O'Brien has never been one for backward steps. He once received a dressing-down from Paul Grayson when he was still trying to make it, as an MCC Young Cricketer. Grayson was the opposition coach during a 2nd XI game, and thought O'Brien was excessively chirpy during a match. Grayson cautioned that being a smart-arse when you are winning was well and good, so long as you can take it when things go against you.
But sometimes it takes a bit of fire to create miracles, and there was proper enmity in this innings. Like when O'Brien got into a slanging match with Matt Prior at the wicket, or when he congratulated James Anderson for managing a dot ball against him. Predictably that led to both abusing each other.
There was no room for meekness, though. The result was every bit as luminous as his dyed purple hair.
Mohammad Shahzad, 20 v Pakistan, Sharjah, 2012
The 15,000 fans came with bagpipes, tooting horns, waving flags and carrying pictures of former Afghan president Hamid Karzai. This was a festival for cricket's newest arrivals, Afghanistan, and their first ODI against a Full Member. The fans comprehensively drowned out Pakistani supporters, who had until then regarded Sharjah as their turf.
Their team lost, but at least their darling, Shahzad, gave them something to remember the day by. The rotund wicketkeeper's stay was brief, but one shot encapsulated his mad, fearless method, and something of Afghanistan's spirit.
Saeed Ajmal had arrived fresh from taking 24 wickets in three Tests against England, the top-ranked side at the time. Neither did that impress Shahzad nor did it worry him: he reverse-swept Ajmal for six off the third ball he faced from him. It wasn't a controlled, well-practised lap over the rope either, but a maniacal kitchen-sink-and-all slog. It nearly ended up on the road outside the stadium.
It remains YouTube gold, soundtracked by Ramiz Raja commentary: "This is worth showing over and over again… Oh, deary me." A moustachioed Afghan in the crowd, with a beaming smile, gives it the thumbs up.
Peter Borren, 31 v Ireland, Sylhet, 2014
Netherlands faced an impossible task to advance to the main rounds of the 2014 World T20. They needed to chase 190 in 14.2 overs to leapfrog Zimbabwe and Ireland to qualify. Clearly they stood no chance. "We didn't have much to lose," Borren said later.
It was so ridiculous, so inconceivable, that William Porterfield, the Irish captain, who is usually well briefed, did not know the equation until well into the Dutch onslaught. The excessive muscularity of the batting made him regret it.
Borren promoted himself up to open. His 31 was far from the headline act of the chase. Stephan Myburgh's 63 was more violent and decisive. Tom Cooper's unbeaten 45 was more assured and clinical (and more relevant to the prevailing narrative, given his controversial, eve-of-tournament call-up at the expense of Tim Gruijters). But the intent shown by Borren set all that up. It showed he believed it could be done and it led the rest to believe it too; in other words, a most inspirational kind of captaincy.

Data extracted from a collection

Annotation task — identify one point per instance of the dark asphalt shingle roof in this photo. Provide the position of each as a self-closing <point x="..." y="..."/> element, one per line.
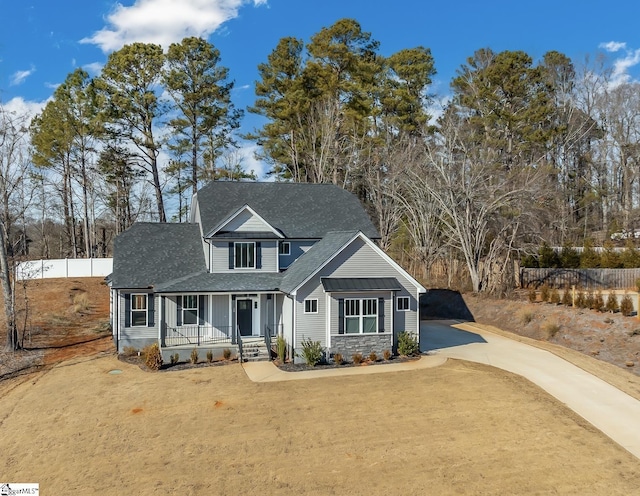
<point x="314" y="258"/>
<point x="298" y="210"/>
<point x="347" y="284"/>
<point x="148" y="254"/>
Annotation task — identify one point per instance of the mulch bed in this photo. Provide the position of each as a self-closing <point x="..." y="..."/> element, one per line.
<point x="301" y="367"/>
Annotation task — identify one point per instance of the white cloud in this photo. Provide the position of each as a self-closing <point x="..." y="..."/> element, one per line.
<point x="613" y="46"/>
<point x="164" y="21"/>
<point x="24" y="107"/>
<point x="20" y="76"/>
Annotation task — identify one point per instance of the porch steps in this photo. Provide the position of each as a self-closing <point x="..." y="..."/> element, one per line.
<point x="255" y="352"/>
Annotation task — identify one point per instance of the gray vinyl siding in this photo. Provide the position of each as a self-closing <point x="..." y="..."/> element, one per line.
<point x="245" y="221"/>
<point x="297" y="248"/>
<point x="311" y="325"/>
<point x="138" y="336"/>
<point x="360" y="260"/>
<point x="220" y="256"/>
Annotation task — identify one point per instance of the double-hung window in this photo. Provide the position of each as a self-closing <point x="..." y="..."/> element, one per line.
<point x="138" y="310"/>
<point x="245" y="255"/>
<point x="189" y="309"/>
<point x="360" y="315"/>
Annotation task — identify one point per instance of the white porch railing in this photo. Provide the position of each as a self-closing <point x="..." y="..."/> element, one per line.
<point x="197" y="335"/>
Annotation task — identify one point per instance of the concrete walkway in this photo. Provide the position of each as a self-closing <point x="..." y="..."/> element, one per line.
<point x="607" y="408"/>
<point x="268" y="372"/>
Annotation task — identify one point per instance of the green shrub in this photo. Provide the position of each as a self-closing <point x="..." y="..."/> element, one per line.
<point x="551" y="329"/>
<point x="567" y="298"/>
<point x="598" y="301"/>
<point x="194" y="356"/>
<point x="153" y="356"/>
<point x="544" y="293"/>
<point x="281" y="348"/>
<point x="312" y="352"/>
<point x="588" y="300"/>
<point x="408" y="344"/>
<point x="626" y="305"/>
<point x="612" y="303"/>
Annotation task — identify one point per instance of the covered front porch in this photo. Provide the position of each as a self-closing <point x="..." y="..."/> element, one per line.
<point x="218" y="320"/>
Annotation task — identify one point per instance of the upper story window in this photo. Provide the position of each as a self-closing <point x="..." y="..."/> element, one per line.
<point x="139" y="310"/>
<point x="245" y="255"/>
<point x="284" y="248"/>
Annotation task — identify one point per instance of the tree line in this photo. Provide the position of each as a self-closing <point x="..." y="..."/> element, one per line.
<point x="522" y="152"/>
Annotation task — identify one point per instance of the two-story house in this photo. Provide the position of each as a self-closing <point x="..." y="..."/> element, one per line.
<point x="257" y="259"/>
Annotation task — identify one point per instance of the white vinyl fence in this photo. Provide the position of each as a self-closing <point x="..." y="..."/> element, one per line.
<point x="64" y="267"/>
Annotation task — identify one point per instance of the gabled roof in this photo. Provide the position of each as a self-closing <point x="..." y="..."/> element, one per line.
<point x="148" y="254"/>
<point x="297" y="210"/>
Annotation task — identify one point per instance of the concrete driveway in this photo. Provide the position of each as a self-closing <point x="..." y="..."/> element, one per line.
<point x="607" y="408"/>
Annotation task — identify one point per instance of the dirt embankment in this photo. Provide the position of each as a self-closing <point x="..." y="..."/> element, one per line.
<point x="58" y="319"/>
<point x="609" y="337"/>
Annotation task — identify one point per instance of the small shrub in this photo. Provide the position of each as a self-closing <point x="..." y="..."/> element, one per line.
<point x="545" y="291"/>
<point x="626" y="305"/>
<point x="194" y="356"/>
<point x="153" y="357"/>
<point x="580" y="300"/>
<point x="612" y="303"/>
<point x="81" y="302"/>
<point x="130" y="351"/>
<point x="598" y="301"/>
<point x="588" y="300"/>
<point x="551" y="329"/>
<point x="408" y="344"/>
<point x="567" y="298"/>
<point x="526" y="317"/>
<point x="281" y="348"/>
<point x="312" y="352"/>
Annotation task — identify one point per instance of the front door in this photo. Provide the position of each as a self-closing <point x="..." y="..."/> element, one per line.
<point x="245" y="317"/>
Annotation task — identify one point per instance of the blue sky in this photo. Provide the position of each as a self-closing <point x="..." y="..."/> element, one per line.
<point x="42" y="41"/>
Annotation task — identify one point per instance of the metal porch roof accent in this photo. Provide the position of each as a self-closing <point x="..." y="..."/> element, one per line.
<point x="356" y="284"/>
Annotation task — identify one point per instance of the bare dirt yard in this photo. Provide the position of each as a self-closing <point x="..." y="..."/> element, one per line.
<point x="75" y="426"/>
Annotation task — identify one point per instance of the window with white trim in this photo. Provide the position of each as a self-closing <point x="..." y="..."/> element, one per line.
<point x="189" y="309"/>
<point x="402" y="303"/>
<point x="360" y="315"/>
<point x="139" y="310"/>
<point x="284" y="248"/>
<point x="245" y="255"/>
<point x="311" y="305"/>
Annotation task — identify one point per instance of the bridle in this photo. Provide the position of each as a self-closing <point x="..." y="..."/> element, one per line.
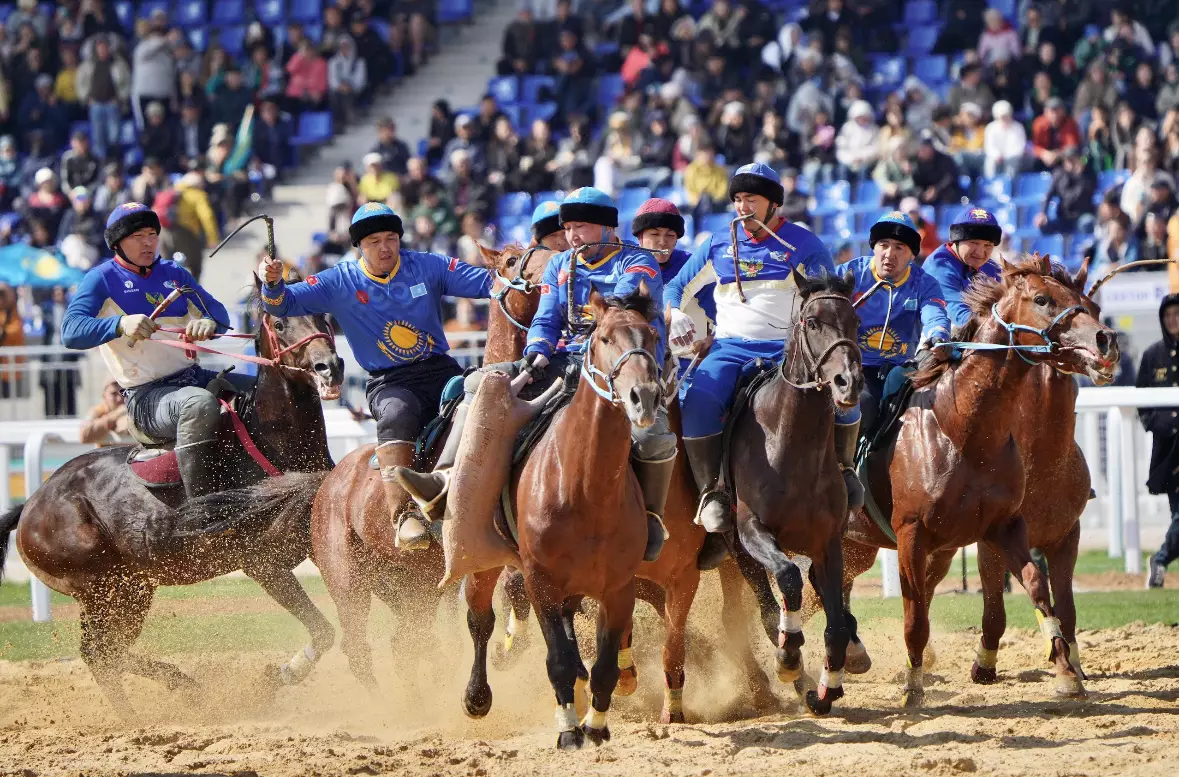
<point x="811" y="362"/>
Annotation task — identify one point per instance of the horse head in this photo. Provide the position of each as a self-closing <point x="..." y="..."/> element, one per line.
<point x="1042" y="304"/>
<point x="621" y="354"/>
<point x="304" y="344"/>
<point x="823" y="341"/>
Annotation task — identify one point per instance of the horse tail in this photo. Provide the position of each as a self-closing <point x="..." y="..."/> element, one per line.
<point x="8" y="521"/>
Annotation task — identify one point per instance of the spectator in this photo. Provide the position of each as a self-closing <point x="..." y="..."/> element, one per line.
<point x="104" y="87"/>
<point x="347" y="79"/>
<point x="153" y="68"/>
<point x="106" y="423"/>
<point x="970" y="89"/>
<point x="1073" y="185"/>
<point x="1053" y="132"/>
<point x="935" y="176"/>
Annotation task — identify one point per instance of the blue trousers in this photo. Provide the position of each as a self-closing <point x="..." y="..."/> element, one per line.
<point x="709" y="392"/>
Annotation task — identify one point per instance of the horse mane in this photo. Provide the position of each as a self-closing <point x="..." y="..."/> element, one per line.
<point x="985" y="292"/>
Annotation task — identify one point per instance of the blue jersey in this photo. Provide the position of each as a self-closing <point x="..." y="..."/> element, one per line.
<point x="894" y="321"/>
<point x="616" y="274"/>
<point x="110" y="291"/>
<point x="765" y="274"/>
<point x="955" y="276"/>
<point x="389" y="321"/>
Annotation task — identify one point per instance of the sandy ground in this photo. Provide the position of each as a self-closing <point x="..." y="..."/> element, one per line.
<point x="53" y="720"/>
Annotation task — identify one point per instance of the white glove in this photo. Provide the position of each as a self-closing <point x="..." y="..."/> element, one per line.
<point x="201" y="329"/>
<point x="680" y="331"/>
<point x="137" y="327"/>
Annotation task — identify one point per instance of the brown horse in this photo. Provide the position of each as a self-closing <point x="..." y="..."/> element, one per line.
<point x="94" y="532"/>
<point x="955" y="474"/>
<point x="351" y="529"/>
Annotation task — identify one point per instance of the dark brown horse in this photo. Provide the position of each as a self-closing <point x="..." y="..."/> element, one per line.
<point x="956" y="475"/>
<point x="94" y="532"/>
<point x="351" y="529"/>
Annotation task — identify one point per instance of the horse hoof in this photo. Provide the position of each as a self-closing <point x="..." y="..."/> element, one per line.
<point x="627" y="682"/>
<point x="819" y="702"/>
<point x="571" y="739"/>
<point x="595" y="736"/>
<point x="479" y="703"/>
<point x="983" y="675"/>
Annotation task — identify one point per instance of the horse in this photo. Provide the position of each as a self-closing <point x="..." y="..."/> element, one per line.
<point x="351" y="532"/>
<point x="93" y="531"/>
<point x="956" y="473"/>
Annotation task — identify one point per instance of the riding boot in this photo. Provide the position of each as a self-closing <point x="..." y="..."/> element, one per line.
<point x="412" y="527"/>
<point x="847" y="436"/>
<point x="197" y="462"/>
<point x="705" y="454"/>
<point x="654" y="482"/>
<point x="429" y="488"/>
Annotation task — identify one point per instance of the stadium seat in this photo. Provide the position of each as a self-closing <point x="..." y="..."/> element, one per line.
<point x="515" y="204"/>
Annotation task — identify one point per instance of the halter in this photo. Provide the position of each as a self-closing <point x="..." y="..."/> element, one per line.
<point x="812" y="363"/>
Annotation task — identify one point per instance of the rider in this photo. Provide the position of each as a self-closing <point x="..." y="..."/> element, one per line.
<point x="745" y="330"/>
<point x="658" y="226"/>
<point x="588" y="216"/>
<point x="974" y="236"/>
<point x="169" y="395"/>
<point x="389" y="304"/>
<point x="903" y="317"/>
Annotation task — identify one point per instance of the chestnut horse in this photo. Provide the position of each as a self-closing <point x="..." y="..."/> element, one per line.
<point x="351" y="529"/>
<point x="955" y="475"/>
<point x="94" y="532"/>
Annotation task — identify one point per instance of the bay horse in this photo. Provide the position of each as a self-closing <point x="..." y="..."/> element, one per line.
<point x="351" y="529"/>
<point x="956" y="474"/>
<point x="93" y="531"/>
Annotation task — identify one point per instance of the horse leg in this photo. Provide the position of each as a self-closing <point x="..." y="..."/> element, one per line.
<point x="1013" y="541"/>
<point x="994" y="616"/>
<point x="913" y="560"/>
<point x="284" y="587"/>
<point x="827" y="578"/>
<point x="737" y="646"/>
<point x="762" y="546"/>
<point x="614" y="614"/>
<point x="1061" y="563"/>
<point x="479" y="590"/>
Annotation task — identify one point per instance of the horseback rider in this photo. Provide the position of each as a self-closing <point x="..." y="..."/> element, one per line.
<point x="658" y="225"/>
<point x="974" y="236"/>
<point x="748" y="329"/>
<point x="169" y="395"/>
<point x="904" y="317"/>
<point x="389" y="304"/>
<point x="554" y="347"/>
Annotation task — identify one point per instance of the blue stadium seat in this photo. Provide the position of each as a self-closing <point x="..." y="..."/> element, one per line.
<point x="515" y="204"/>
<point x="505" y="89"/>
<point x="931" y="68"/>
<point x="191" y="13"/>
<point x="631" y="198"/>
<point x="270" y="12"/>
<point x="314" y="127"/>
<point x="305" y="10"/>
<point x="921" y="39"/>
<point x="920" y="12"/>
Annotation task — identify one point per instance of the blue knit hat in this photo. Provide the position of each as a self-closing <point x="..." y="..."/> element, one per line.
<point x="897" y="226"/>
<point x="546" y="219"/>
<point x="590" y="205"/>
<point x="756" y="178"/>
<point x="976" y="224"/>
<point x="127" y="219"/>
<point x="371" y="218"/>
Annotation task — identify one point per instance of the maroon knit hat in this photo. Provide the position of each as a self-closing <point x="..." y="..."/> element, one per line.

- **Task instructions**:
(1) In the article on cricket innings, what target did Netherlands need to chase, and in how many overs, to qualify at the 2014 World T20?
(2) Resume the article on cricket innings after its final sentence.

- **Responses**:
(1) 190 in 14.2 overs.

(2)
Binod Bhandari, 51 not out v Papua New Guinea, Sharjah, 2013
Cheering in the press box is a no-no. Sometimes, though, it happens unexpectedly and instinctively. Bhandari once prompted one such random paroxysm. It was the 30th match of the World T20 qualifier, at a neutral venue in the desert. I was there for a feature on two great hopes for the ICC's development programme.
With his side struggling in the chase, Bhandari arrived to the rescue. At one stage, facing Willie Gavera, the PNG fast bowler, he crouched, poked his hands out in front of him, extended his bat outwards and scooped the ball inches over his forehead. He looked like a tortoise withdrawing into its shell.
There was enough pace to propel the ball over the wicketkeeper's head - and 30 yards over the boundary, smack into the wall behind the sightscreen. It was sublime skill, the type with which Associate players are rarely credited, and well worth celebrating.
That was just one - albeit the most memorable - of six sixes in a blistering effort that ultimately took Nepal a step closer to the big time.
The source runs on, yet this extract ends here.